_Brief:_ Copy every entry exactly as given, minus the images.

______

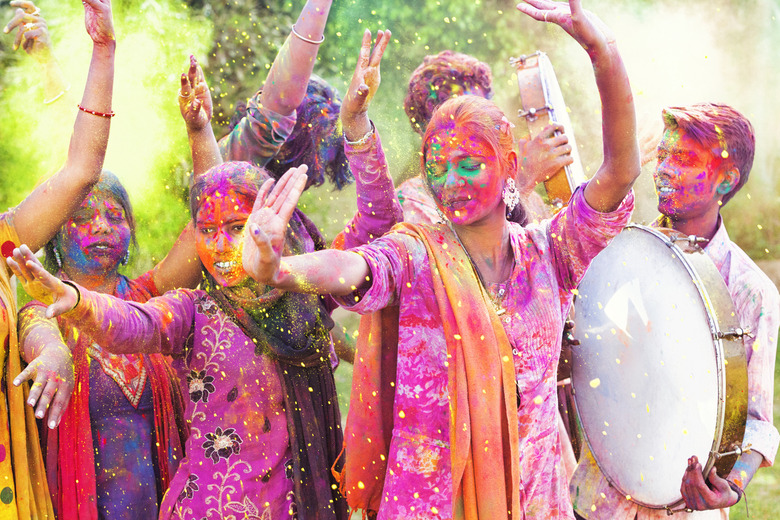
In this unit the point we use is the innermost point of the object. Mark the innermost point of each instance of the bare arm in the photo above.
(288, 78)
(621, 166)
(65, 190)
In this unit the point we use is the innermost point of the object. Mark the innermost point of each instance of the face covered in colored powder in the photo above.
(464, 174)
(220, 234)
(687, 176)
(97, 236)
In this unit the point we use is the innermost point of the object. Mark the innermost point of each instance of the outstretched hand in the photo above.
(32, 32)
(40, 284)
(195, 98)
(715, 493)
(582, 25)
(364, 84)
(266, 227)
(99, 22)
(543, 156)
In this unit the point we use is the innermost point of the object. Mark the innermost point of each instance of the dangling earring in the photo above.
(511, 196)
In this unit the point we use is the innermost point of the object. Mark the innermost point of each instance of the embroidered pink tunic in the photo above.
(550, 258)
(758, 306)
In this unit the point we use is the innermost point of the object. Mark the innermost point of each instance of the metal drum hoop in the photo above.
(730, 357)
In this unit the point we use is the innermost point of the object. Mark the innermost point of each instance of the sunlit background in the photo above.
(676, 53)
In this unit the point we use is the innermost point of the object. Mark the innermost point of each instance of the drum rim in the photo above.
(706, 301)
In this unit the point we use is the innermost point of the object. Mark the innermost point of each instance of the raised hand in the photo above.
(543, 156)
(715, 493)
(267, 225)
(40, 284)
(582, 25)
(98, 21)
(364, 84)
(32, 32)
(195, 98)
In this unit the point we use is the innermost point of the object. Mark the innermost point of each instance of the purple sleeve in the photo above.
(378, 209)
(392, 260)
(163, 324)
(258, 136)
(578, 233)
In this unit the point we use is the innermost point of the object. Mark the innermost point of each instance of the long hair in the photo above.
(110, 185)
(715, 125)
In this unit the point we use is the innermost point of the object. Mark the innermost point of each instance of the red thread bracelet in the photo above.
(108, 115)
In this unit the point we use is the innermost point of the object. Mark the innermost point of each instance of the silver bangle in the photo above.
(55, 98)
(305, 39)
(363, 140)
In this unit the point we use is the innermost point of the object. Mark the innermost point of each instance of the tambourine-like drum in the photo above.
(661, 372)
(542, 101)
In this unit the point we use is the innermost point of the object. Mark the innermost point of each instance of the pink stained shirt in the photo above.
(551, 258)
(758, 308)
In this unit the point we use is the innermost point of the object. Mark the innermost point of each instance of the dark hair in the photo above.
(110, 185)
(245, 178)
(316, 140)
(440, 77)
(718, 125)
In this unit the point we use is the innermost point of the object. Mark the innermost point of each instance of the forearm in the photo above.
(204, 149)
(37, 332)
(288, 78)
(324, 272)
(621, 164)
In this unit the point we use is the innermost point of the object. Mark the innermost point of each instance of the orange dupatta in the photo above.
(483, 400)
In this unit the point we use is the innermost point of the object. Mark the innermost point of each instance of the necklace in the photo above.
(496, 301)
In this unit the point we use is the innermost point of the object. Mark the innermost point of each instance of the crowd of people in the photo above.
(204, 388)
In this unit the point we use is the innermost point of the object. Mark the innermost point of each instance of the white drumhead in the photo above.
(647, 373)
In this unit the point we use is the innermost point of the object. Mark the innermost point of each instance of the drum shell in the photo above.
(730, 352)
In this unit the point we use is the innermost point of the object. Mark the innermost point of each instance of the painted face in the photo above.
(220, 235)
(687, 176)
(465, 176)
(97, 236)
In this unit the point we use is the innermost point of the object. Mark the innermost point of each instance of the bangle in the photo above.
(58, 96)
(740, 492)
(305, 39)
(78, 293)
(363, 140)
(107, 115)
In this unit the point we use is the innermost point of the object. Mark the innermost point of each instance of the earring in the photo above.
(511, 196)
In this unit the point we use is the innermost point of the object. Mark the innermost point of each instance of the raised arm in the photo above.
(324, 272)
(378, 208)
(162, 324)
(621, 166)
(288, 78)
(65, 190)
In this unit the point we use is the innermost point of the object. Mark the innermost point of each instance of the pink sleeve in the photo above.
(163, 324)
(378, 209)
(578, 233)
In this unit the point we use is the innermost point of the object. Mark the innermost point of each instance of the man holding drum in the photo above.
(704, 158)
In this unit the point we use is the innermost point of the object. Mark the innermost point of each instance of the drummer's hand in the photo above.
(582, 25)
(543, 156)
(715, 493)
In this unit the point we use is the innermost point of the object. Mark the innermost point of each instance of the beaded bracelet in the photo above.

______

_Complete answer:_
In this unit the point we use is the innermost point of the object. Mark the innermost point of each instance of the bare arm in the photo above.
(288, 78)
(621, 166)
(65, 190)
In this unit the point we use is the innermost point of the object. Mark the innermost point of each instance of the face covered in colored powder in the photo above.
(464, 174)
(220, 234)
(687, 176)
(97, 236)
In this unit the point we use is the innermost point of the object. Mark the innermost point of each instance of the outstretched hand in the photo above.
(32, 32)
(40, 284)
(195, 98)
(715, 493)
(582, 25)
(364, 84)
(266, 227)
(99, 22)
(543, 156)
In this unit the point we use is the innermost point of the object. Mark the innermost point of each instance of the dangling earring in the photo above.
(511, 196)
In this unit the point we use is the innermost point of the object. Mark the innermost point of each instance of the embroidered pink tunic in the photo above.
(550, 258)
(758, 306)
In this unit the point we use is the innermost point of the object. Mark the innermost point of each instance of the metal drum hoop in the photo above.
(730, 357)
In this unit the point we use is the innermost point of the object. Mark the innermost point of each instance of the sunlit background in the photo above.
(676, 53)
In this unit the point we use is the innermost point of the object. Mark the innermost point of each instance of the drum rim in the photo above.
(706, 301)
In this unit the point we use is the innermost point of the object. Mark the innermost point of each instance of the raised hand in the photo above.
(543, 156)
(715, 493)
(267, 225)
(40, 284)
(582, 25)
(98, 21)
(364, 84)
(32, 32)
(195, 98)
In this unit the point we use is the innermost point of the object. Mark the innermost point of each instance of the purple sleeve in the photo above.
(378, 209)
(392, 260)
(163, 324)
(258, 136)
(578, 233)
In this unit the point we use is the innermost point of the object. Mark the innermost point of each instance of the long hair in the photo above.
(110, 185)
(715, 125)
In this unit the point we use is the innermost point of the object. Mark the innermost point of each instance of the red thread bracelet in the photo above.
(108, 115)
In this unit the point we use is the innermost point of the object. Mark the innermost point of each instance of the silver bangle in the photo above.
(55, 98)
(305, 39)
(363, 140)
In this unit the point we use is the innermost point of the object. Mark the innermost point of each instance of the tambourine-like drum in the photo above.
(661, 372)
(542, 101)
In this unit the point we use is the innermost point of the object. Mark the innermost point of each instance of the pink stained shirt in the photo above.
(551, 258)
(758, 308)
In this unit the point we use is the innermost point of the object. Mark the innermost point of each instance of the dark hair in the photo above.
(110, 185)
(245, 178)
(316, 140)
(440, 77)
(718, 125)
In this unit the point we use is the innermost point of the object. Mark the innermost point of each instance of the forearm in the photo above.
(204, 149)
(37, 332)
(288, 78)
(324, 272)
(621, 164)
In this unit the point we use is the innermost point of the object. Mark the innermost point of each instance of the orange dupatta in the photo above.
(483, 400)
In this unit the point we use is the innermost point of the object. Mark the innermost point of each instance of the necklace in the photo above.
(496, 301)
In this unit the point we use is the innermost point of the object. Mark the innermost point of each instance of the crowd of people in the photo above.
(204, 388)
In this unit the point we use is the innermost point of the object. Mark the innermost point of each instance of the white drumhead in the photo above.
(647, 373)
In this unit the point we use is the innermost point of the object. Mark the innermost point of each instance of the drum shell in the photo above.
(730, 352)
In this unit the point we use is the innermost point of the object. Mark the innermost point of each instance of the painted face in the photo above.
(220, 235)
(687, 176)
(465, 176)
(97, 236)
In this unit the point we use is the innermost point of the object. Mark the innermost point of each instance of the bangle in the photo above.
(58, 96)
(740, 492)
(305, 39)
(78, 293)
(363, 140)
(107, 115)
In this unit the point we use is the innermost point of the object. Mark the innermost point of each instance of the earring in the photo above.
(511, 196)
In this unit the point we use is the innermost point of the object. Mark the innermost point of each instance of the raised arm in the photo above.
(324, 272)
(378, 208)
(162, 324)
(621, 166)
(288, 78)
(65, 190)
In this unit the point we use is the innermost point of the object. Mark the innermost point of each instance of the pink sleeve in the photo above.
(163, 324)
(378, 209)
(578, 233)
In this unit the point we use is the innermost point of the object. Mark the innermost point of each instance of the man holding drum in the photo above.
(704, 158)
In this unit the point we use is the innermost point of the object. Mark the innermost point of each instance of the drummer's hand in the photo above.
(582, 25)
(543, 156)
(715, 493)
In this unit the point we use is the innermost point of the object. Mark the innermost point of each instance of the beaded bracelet in the photo above.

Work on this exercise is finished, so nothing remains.